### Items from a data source
------------------------------------
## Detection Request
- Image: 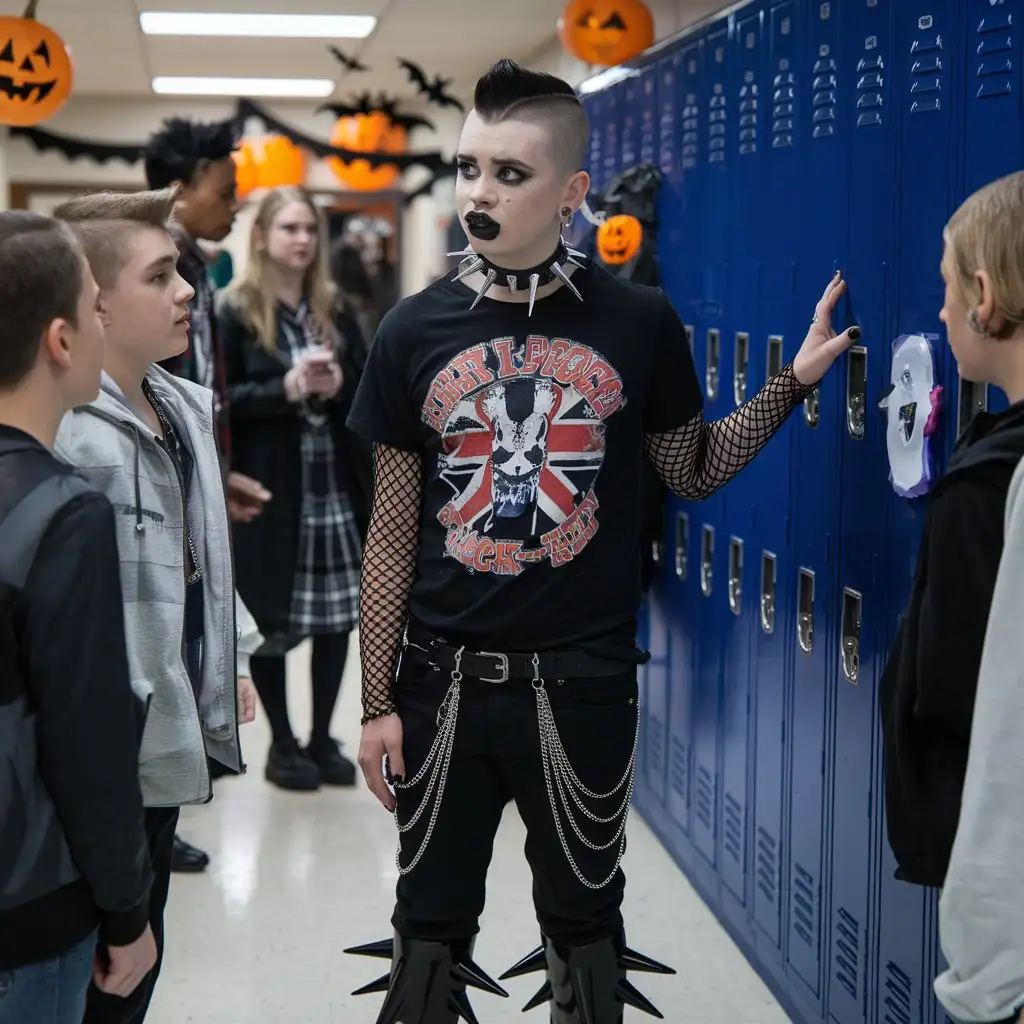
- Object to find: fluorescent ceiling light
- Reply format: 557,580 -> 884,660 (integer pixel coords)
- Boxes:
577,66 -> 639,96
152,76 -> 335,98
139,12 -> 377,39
------------------------------------
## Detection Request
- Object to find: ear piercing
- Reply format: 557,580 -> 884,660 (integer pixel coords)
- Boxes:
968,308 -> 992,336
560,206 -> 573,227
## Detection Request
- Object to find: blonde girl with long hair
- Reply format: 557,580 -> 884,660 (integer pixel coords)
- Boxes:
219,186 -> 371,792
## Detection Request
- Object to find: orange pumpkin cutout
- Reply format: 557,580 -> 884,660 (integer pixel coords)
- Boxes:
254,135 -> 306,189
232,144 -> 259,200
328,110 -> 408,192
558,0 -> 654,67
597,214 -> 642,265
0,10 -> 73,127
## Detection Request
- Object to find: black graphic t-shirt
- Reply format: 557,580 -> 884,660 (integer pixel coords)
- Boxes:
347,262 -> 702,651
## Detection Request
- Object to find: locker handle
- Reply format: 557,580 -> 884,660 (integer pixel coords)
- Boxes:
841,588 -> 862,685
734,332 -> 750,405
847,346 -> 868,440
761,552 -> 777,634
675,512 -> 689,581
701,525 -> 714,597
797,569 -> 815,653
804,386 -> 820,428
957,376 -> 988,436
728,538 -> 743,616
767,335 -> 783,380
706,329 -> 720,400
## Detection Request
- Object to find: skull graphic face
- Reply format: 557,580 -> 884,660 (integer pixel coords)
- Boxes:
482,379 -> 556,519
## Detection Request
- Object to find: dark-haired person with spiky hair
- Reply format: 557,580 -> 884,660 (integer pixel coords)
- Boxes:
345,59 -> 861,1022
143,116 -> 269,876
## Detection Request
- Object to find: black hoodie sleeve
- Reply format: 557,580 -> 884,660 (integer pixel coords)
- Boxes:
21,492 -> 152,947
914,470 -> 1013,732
------------------------------------
### What the exercise asks
Looking at the records above, which lines contain "hair"? Copy those lines.

### Exercise response
- Object to find: blonde girl with long hair
- Object to find: dark-haired person with spiky hair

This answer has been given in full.